It was a complete chance that Jean happened to come across the beginning of this little ceremony taking place less that 50 yards from the front door of our house on Elmsdale Road, just around the corner on Erskine Road. about 40 people, some quite formally dressed, were assembled to witness the unvailing of a plaque high on the wall of No. 66 to a man neither of us had heard of before. It was to honour a doctor who had worked here in the 1920s, which made it all the more interesting for me as my own father had followed the same profession and indeed qualified at the same University in Dublin. I grabbed a sound recorder and a camera and hurried over to talk to some of those present and find out more about Dr. Busby.

Most of what follows is from the leaflet that was handed out to the onlookers by the event's organisers, the Nubian Jak Community Trust.

George Alfred Busby was born to Richard (a tailor) and Louisa Busby on 8th January 1899. He grew up in Trinidad, where his siblings Milly, Arthur and Zander were also born.

George was educated at Queen's Royal College (the oldest school in Trinidad) where he developed a lifelong friendship with fellow pupil C.L.R. James, a prominent Trinidadian historian, journalist and socialist. In 1817 George won the coveted Island Scholarship, awarded on the results of the Higher Certificate Examination, entitling him to study at University in the UK.

In 1919, after WW1 came to an end, George Busby set sail for Britain. His medical studies began at Edinburgh University, and after two years he transferred to University College Dublin, where he was better able to eke out the meagre funds at his disposal. He graduated as a physician and surgeon in 1925 and began his career as a general practitioner in Walthamstow, staying at 66 Erskine Road from 1926 to 1929. In this pre-National Health era medical care was not free, and he often recalled the barter system by which the butcher paid him in pork chops. Dr. Busby would continue interacting with his Walthamstow patients long after he left Britain.

In 1929 he set sail for the Gold Coast, where he lived for the rest of his life. He contributed hundreds of pounds to England's War Chest during WW2.

▶ _Explore the material_
**1.** Transcribe the piece on Dr. Busby's plaque from "George was educated" up to and including "University in the UK.".
**2.** Write the next part of the piece on Dr. Busby's plaque, picking up from where it stops.

Records excerpted from a collection:
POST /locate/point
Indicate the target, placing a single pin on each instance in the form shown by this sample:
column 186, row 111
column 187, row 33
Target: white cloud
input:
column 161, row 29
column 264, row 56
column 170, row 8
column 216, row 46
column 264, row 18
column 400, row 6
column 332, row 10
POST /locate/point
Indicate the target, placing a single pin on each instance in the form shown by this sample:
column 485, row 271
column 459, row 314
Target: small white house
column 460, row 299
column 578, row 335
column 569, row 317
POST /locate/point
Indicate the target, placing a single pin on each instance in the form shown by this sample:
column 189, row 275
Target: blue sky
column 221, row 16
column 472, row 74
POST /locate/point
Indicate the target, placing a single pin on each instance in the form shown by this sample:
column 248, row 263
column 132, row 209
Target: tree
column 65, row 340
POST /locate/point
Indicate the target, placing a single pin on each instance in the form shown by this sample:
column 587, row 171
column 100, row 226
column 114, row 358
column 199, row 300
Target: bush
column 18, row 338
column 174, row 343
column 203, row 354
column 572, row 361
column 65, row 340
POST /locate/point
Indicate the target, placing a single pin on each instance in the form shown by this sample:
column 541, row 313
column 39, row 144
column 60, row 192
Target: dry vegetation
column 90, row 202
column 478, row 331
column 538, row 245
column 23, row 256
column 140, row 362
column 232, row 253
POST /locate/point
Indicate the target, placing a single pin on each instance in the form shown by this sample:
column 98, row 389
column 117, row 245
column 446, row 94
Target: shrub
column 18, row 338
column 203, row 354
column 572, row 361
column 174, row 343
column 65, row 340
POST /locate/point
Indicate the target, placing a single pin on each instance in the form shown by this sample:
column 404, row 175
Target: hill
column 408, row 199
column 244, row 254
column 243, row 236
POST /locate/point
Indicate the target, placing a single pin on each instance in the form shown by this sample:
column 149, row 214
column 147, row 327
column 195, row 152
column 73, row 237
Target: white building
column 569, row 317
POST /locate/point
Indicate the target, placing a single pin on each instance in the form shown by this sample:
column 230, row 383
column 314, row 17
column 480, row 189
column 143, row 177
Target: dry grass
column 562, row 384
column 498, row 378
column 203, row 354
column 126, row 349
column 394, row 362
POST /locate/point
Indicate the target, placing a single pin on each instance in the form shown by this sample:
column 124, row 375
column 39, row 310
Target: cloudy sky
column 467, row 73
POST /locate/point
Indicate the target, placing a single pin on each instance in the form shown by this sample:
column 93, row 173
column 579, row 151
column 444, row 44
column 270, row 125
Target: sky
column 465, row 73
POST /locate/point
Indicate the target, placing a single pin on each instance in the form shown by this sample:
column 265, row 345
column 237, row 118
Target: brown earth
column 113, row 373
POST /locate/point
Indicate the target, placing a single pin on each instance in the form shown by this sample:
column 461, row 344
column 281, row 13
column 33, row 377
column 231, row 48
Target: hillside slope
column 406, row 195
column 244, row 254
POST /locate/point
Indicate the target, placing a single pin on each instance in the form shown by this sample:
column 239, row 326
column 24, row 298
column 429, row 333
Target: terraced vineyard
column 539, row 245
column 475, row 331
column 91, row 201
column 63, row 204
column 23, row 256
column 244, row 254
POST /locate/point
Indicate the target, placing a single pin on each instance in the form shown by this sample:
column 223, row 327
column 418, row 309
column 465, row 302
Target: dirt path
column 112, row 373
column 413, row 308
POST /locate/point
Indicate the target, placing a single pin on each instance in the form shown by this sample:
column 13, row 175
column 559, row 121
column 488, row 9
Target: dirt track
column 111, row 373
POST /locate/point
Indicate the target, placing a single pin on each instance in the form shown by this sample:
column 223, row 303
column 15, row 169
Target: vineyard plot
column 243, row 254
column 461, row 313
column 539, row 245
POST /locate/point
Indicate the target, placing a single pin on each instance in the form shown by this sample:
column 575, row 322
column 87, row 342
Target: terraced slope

▶ _Outputs for the tasks_
**1.**
George was educated at Queen's Royal College (the oldest school in Trinidad) where he developed a lifelong friendship with fellow pupil C.L.R. James, a prominent Trinidadian historian, journalist and socialist. In 1817 George won the coveted Island Scholarship, awarded on the results of the Higher Certificate Examination, entitling him to study at University in the UK.

**2.**
In January 1941 Dr. Busby marriedSarah Christian, who had studied nursing in England in the 1930s and shared his commitment to making to making a difference to health care in the country. They had three children, born in Ghana: George Junior, Eileen and Margaret Busby.

On Dr. Busby's death, in London on 4th October 1980, the many tributes paid captured something of his selflessness and the impact he made on people. "He was unique in his smooth relations with all manner of persons: rich or poor, black or white," said the obituary in the Daily Graphic: "Born in the West Indies, settled in Ghana, laid to rest in England, Dr. Busby was truly an 'International' – a rare personality."

On the 9th March 2020 his daughter Margaret unveiled the plaque honouring her illustrious father at a small ceremony outside the house where he lived at 66 Erskine Road.


The Nubian Jak Community Trust which organised this tribute is an African and Caribbean community organisation that provides products and services to the generic population of the UK and internationally. It consists of a dedicated core team of seven, with additional part-time staff and a large number of volunteers.

The trust is committed to delivering quality products and services of cultural and educational value and practical benefit. Its approach is towards a resilient and diversely inclusive community that is proud and respectful of the African and Caribbean world-view. Its innovations are for everyone to enjoy and experience – ‘Edutainment” at all stages of life.